▶ _Extracted records_
◆ ◆ ◆ ◆ ◆ ◆ ◆

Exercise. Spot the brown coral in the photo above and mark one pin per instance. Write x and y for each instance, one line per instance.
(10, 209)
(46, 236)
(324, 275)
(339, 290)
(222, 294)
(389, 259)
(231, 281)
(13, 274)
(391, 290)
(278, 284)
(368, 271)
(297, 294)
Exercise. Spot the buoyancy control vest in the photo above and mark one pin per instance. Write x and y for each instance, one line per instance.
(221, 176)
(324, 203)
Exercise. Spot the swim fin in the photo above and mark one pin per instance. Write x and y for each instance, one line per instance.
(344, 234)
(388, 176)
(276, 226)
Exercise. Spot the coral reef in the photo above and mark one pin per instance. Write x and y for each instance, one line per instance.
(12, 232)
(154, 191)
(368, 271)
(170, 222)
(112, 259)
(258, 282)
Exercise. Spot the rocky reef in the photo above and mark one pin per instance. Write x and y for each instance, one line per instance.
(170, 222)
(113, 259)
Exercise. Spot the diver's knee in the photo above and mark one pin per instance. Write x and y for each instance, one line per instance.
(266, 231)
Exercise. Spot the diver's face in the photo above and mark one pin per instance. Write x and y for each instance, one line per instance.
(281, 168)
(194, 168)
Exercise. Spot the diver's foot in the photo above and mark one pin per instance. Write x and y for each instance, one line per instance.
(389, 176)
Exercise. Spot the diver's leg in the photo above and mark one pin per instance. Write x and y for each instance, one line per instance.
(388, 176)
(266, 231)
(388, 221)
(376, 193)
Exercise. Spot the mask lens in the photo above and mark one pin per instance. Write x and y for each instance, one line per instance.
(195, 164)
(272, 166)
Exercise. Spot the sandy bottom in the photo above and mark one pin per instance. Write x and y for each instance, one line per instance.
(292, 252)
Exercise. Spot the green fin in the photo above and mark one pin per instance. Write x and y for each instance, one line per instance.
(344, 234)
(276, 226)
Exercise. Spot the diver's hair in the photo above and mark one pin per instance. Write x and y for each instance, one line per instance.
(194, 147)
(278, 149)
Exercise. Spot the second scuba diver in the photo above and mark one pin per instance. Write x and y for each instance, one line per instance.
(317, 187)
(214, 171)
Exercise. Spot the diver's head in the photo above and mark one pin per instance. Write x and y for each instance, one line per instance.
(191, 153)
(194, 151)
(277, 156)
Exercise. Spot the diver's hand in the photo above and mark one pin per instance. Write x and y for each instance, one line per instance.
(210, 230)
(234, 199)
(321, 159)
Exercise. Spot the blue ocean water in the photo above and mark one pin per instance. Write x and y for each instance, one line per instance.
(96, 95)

◆ ◆ ◆ ◆ ◆ ◆ ◆

▶ _WORK INSTRUCTIONS_
Begin with the line containing "Exercise. Spot the diver's leg" and retype it and each line after it through the end of the records, keeping them exact and including nothing more.

▶ _REPLY TO THE EXERCISE_
Exercise. Spot the diver's leg in the photo above and mark one pin per instance. Write x and y for each instance, one line per instance.
(388, 176)
(266, 231)
(388, 221)
(376, 193)
Exercise. Spot the mask lens in the photo above and mark one pin per instance. Write x and y for each instance, one line per instance.
(195, 164)
(272, 166)
Exercise. Spot the sandy bottom in the photo above and mark one pin per instance. Write x and y for each instance, one line per instance.
(292, 252)
Exercise. Spot the green fin in the photo above and mark one pin per instance. Write x and y for each instance, one line per instance.
(344, 234)
(276, 226)
Exercise. Spot the diver's hair in the photo above and mark one pin per instance. Write x and y for each instance, one line per instance.
(194, 147)
(278, 149)
Exercise. Spot the second scuba diver in the photo above and mark one pin per instance. Write x and y for each instance, one line per instance.
(317, 187)
(214, 171)
Exercise. Spot the diver's head in the photo above and mark one pin per instance. Write x and y for each instance, one line per instance.
(191, 153)
(194, 151)
(277, 156)
Exercise. Spot the diver's hand in the photo above and mark one pin per instance. Write x and y for each instance, one line per instance.
(210, 230)
(234, 199)
(321, 159)
Exercise. Spot the blue ocean water in the photo above and mark one pin per instance. Write x and y for each instance, one line per instance.
(96, 95)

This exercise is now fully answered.